• **Selected passage**:
__________________________________________________

The World Health Organization (WHO) said Novartis, which under a 2001 agreement provides the agency with artemether + lumefantrine, an artemisinin-based combination therapy (ACT), at cost for supply to malaria-endemic poor countries, had reported a continued lack of raw materials needed to make the drug.

Production is highly dependent on timely delivery of artemisinin, a raw material extracted from the plant Artemisia annua, and its derivative artemether by its Chinese suppliers. ACTs are currently the most effective treatment for falciparum malaria, the deadliest form, and artemether + lumefantrine is the only such drug currently available in fixed-dose form with the two drugs are combined in a single tablet.

Forty countries, 20 of them in Africa, have officially adopted ACTs since 2001. Twenty have adopted artemether + lumefantrine as their first or second-line treatment.

__________________________________________________

• **Supplied entries**:
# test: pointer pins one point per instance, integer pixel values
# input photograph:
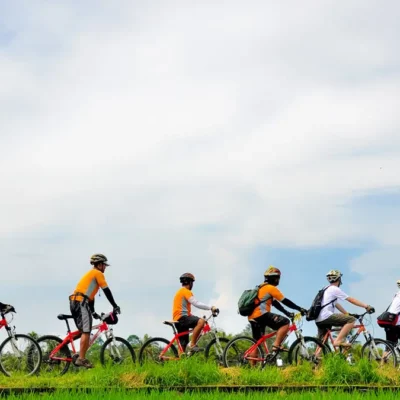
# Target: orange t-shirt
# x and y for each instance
(265, 295)
(90, 283)
(181, 306)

__________________________________________________

• **Work instruction 1**: Using the passage on the artemether + lumefantrine supply shortage, decide whether each statement agrees with it. Answer yes or no, and quote the deciding words. (a) Novartis provides the drug to WHO at cost under a 2001 agreement. (b) Artemisinin is a raw material produced synthetically in laboratories. (c) Forty African countries have officially adopted ACTs since 2001.
• **Work instruction 2**: Continue the passage on the artemether + lumefantrine supply shortage, starting after its last sentence.

• **Exercise output 1**:
(a) Yes: "under a 2001 agreement provides the agency with artemether + lumefantrine, an artemisinin-based combination therapy (ACT), at cost"
(b) No: "a raw material extracted from the plant Artemisia annua"
(c) No: "Forty countries, 20 of them in Africa, have officially adopted ACTs since 2001."

• **Exercise output 2**:
Last month, WHO announced the shortfall of the drug, produced under the trade-name Coartem®, just for the November-March period, but today it said Novartis had told it that despite investment and rapid scale-up to meet growing needs, it could not reach full production of 5 million treatment courses per month due to the lack of raw material.

The company said it had secured artemisinin derivatives in quantities sufficient to produce approximately 60 million average treatments but because most deliveries will occur in the second half of the year, only about 30 million will be produced in 2005, half of them during the last quarter.

WHO is providing technical assistance to countries facing the consequences of the shortage, while informing each country that has placed an order about availability and delivery schedules.